▸ **DIRECTION**
It is required that all of the data be written out exactly.

(Records from an annotation dataset)
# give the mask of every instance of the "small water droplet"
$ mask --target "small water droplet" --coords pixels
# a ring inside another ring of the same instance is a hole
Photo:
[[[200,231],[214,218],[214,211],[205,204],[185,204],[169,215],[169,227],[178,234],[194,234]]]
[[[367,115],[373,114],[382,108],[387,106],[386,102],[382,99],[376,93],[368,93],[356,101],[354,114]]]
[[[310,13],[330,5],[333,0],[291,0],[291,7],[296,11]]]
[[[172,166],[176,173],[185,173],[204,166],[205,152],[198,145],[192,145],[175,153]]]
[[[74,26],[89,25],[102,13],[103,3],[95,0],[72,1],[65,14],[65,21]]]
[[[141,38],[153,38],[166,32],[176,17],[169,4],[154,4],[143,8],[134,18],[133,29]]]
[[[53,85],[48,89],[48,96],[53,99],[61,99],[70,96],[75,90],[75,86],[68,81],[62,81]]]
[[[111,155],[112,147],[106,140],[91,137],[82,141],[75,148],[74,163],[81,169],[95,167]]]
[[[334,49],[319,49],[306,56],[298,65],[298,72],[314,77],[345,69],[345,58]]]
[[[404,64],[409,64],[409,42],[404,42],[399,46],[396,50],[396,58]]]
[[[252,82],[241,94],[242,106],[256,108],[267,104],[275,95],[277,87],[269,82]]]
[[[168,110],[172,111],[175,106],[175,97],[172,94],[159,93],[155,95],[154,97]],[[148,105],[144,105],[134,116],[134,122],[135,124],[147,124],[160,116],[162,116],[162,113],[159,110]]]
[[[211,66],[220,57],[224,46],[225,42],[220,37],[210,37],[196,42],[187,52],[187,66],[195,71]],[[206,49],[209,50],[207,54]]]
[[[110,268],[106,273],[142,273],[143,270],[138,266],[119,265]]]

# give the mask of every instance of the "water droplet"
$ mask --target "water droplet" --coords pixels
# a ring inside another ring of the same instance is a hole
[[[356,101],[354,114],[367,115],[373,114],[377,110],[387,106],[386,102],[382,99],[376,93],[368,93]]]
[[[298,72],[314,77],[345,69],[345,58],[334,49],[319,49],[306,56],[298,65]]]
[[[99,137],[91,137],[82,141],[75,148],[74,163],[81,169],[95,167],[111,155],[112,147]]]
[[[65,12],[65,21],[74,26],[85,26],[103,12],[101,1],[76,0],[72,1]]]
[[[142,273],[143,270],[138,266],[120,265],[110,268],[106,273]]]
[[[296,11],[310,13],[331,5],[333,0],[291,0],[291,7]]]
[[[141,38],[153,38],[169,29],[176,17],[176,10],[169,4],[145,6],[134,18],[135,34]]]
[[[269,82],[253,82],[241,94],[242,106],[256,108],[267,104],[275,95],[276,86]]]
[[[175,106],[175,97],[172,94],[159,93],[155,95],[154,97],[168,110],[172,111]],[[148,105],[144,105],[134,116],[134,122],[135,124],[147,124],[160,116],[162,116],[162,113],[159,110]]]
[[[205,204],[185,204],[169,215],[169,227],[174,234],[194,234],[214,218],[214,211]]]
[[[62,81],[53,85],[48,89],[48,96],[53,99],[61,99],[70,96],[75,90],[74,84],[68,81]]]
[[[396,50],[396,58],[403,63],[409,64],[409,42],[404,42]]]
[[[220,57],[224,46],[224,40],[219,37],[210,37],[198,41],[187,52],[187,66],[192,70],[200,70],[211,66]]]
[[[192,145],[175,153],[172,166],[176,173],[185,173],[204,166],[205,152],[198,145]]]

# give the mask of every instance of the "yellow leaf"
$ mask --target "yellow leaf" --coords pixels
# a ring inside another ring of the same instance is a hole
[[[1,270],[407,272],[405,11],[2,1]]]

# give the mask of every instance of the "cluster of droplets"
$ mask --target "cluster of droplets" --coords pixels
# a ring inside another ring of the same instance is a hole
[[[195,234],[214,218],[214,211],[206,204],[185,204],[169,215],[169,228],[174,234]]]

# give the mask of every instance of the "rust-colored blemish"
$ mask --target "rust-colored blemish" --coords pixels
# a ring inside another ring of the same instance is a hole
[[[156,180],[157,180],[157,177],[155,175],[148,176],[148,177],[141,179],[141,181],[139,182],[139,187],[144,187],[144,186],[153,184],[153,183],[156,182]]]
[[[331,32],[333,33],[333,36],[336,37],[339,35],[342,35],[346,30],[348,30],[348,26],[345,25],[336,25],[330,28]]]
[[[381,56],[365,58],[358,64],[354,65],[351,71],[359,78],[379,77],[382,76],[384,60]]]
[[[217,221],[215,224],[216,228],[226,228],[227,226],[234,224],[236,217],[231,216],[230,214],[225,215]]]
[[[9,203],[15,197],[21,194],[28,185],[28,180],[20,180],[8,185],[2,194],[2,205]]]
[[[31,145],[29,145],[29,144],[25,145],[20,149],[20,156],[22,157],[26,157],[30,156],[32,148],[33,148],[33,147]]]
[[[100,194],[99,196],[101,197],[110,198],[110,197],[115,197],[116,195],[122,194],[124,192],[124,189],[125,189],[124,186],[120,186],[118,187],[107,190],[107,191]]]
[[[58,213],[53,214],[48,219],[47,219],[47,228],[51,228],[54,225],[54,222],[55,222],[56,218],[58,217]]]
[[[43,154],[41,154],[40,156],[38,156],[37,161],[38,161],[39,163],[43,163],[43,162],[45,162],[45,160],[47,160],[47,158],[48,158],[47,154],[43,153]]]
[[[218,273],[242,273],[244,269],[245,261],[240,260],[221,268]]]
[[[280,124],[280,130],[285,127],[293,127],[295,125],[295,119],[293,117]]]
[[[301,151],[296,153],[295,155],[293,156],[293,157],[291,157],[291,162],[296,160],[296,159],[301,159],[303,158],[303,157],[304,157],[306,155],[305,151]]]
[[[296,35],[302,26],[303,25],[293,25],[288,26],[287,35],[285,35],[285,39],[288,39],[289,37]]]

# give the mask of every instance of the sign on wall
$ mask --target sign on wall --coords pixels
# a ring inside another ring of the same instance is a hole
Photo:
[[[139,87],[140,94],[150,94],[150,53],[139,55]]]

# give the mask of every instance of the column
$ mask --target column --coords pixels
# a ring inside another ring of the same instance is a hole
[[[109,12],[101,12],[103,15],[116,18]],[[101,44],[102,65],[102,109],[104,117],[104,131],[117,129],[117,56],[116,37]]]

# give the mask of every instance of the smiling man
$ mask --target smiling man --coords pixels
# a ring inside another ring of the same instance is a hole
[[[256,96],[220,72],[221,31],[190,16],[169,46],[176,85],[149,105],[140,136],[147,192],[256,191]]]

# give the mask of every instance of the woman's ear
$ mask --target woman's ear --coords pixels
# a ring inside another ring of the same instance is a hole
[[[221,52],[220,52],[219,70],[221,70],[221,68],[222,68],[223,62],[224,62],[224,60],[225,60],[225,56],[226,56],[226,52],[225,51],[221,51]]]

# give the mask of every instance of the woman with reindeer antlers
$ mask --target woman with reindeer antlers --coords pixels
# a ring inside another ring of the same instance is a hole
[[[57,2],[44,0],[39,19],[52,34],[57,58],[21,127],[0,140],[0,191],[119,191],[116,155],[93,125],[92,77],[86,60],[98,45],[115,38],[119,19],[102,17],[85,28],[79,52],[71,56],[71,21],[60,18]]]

▸ **REPLY TO THE TASK**
# give the mask of every instance of the "small water droplet"
$ mask --target "small water droplet" --coords pixels
# a ring inside another ring of the same instance is a hole
Photo:
[[[200,231],[214,218],[214,211],[205,204],[185,204],[169,215],[169,227],[178,234],[194,234]]]
[[[367,115],[373,114],[382,108],[387,106],[386,102],[382,99],[376,93],[368,93],[356,101],[354,114]]]
[[[310,13],[330,5],[333,0],[291,0],[291,7],[296,11]]]
[[[172,166],[176,173],[185,173],[204,166],[205,152],[198,145],[192,145],[175,153]]]
[[[74,26],[89,25],[102,13],[103,3],[95,0],[72,1],[65,14],[65,21]]]
[[[141,38],[153,38],[166,32],[176,17],[169,4],[154,4],[143,8],[134,18],[133,29]]]
[[[53,85],[48,89],[48,96],[53,99],[61,99],[70,96],[75,90],[75,86],[68,81],[62,81]]]
[[[111,155],[112,147],[106,140],[91,137],[82,141],[75,148],[74,163],[81,169],[95,167]]]
[[[334,49],[319,49],[306,56],[298,65],[298,72],[314,77],[345,69],[345,58]]]
[[[404,64],[409,64],[409,42],[404,42],[399,46],[396,50],[396,58]]]
[[[252,82],[241,94],[242,106],[256,108],[267,104],[275,95],[277,87],[269,82]]]
[[[168,110],[172,111],[175,106],[175,97],[172,94],[159,93],[155,95],[154,97]],[[148,105],[144,105],[134,116],[134,122],[135,124],[147,124],[160,116],[162,116],[162,113],[159,110]]]
[[[211,66],[220,57],[224,46],[225,42],[220,37],[210,37],[196,42],[187,52],[187,66],[195,71]],[[206,49],[209,50],[207,54]]]
[[[110,268],[106,273],[142,273],[143,270],[138,266],[119,265]]]

# give the mask of every instance of the "water droplet"
$ mask --target "water droplet" --coords pixels
# a ring inside another ring of the same instance is a hole
[[[356,101],[354,114],[367,115],[373,114],[377,110],[387,106],[386,102],[382,99],[376,93],[368,93]]]
[[[298,72],[314,77],[345,69],[345,58],[334,49],[319,49],[306,56],[298,65]]]
[[[99,137],[91,137],[82,141],[75,148],[74,163],[81,169],[95,167],[111,155],[112,147]]]
[[[65,12],[65,21],[74,26],[85,26],[103,12],[101,1],[76,0],[72,1]]]
[[[142,273],[143,270],[138,266],[120,265],[110,268],[106,273]]]
[[[296,11],[310,13],[331,5],[333,0],[291,0],[291,7]]]
[[[141,38],[153,38],[169,29],[176,17],[176,10],[169,4],[145,6],[134,18],[135,34]]]
[[[269,82],[253,82],[241,94],[242,106],[256,108],[267,104],[275,95],[276,86]]]
[[[175,106],[175,97],[172,94],[159,93],[155,95],[154,97],[168,110],[172,111]],[[148,105],[144,105],[134,116],[134,122],[135,124],[147,124],[160,116],[162,116],[162,113],[159,110]]]
[[[205,204],[185,204],[169,215],[169,227],[174,234],[194,234],[214,218],[214,211]]]
[[[62,81],[53,85],[48,89],[48,96],[53,99],[61,99],[70,96],[75,90],[74,84],[68,81]]]
[[[396,50],[396,58],[403,63],[409,64],[409,42],[404,42]]]
[[[220,57],[224,46],[224,40],[219,37],[210,37],[198,41],[187,52],[187,66],[192,70],[200,70],[211,66]]]
[[[192,145],[175,153],[172,166],[176,173],[185,173],[204,166],[205,152],[198,145]]]

# give the mask of every instance of the "yellow leaf"
$ mask --target "yellow leaf" --coords pixels
# a ring inside another ring of the same instance is a hole
[[[1,270],[407,272],[405,11],[2,1]]]

# give the mask of every instance of the "cluster of droplets"
$ mask --target "cluster of droplets" --coords pixels
# a ring inside another ring of the same instance is a hole
[[[195,234],[214,218],[214,211],[206,204],[185,204],[169,215],[169,228],[174,234]]]

# give the mask of every instance of the "rust-colored blemish"
$ mask --target "rust-colored blemish" --coords pixels
# a ring inside another ring of the same instance is a hole
[[[156,180],[157,180],[157,177],[155,175],[148,176],[148,177],[141,179],[141,181],[139,182],[139,187],[144,187],[144,186],[153,184],[153,183],[156,182]]]
[[[331,32],[333,33],[333,36],[336,37],[339,35],[342,35],[346,30],[348,30],[348,26],[345,25],[336,25],[330,28]]]
[[[381,56],[365,58],[358,64],[354,65],[351,71],[359,78],[379,77],[382,76],[384,60]]]
[[[217,221],[215,224],[216,228],[226,228],[227,226],[234,224],[236,217],[231,216],[230,214],[225,215]]]
[[[9,203],[15,197],[21,194],[28,185],[28,180],[20,180],[8,185],[2,194],[2,205]]]
[[[31,145],[29,145],[29,144],[25,145],[20,149],[20,156],[22,157],[26,157],[30,156],[32,148],[33,148],[33,147]]]
[[[100,194],[99,196],[101,197],[110,198],[110,197],[115,197],[116,195],[122,194],[124,192],[124,189],[125,189],[124,186],[120,186],[118,187],[107,190],[107,191]]]
[[[58,213],[53,214],[48,219],[47,219],[47,228],[51,228],[54,225],[54,222],[55,222],[56,218],[58,217]]]
[[[43,154],[41,154],[40,156],[38,156],[37,161],[38,161],[39,163],[43,163],[43,162],[45,162],[45,160],[47,160],[47,158],[48,158],[47,154],[43,153]]]
[[[218,273],[242,273],[244,269],[245,261],[240,260],[221,268]]]
[[[280,124],[280,130],[285,127],[293,127],[295,125],[295,119],[293,117]]]
[[[301,151],[296,153],[295,155],[293,156],[293,157],[291,157],[291,162],[296,160],[296,159],[301,159],[303,158],[303,157],[304,157],[306,155],[305,151]]]
[[[296,35],[302,26],[303,25],[293,25],[288,26],[287,35],[285,35],[285,39],[288,39],[289,37]]]

# give the mask of every instance of the sign on wall
$ mask --target sign on wall --coords pixels
# a ring inside another ring of the same instance is a hole
Photo:
[[[139,87],[140,94],[150,94],[150,53],[139,55]]]

# give the mask of every instance of the column
$ mask --target column --coords pixels
# a ring inside another ring of the same instance is a hole
[[[109,12],[101,12],[103,15],[116,18]],[[101,44],[102,65],[102,109],[104,117],[104,131],[117,129],[117,56],[116,37]]]

# give the mask of every instance of the smiling man
$ mask --target smiling man --coords pixels
# a ring inside another ring of the same instance is a hole
[[[256,96],[220,72],[221,31],[190,16],[169,46],[176,85],[149,105],[140,136],[147,192],[256,191]]]

# give the mask of every instance of the woman's ear
$ mask --target woman's ear --coords pixels
# a ring inside another ring of the same instance is a hole
[[[221,52],[220,52],[219,70],[221,70],[221,68],[222,68],[223,62],[224,62],[224,60],[225,60],[225,56],[226,56],[226,52],[225,51],[221,51]]]

# give the mask of every instance of the woman with reindeer antlers
$ mask --target woman with reindeer antlers --coords pixels
# a ring inside another ring of the same instance is a hole
[[[57,2],[44,0],[39,19],[52,34],[57,58],[21,127],[0,140],[0,191],[119,191],[116,155],[93,125],[92,77],[86,60],[98,45],[115,38],[119,19],[102,17],[85,28],[79,52],[71,56],[71,21],[60,18]]]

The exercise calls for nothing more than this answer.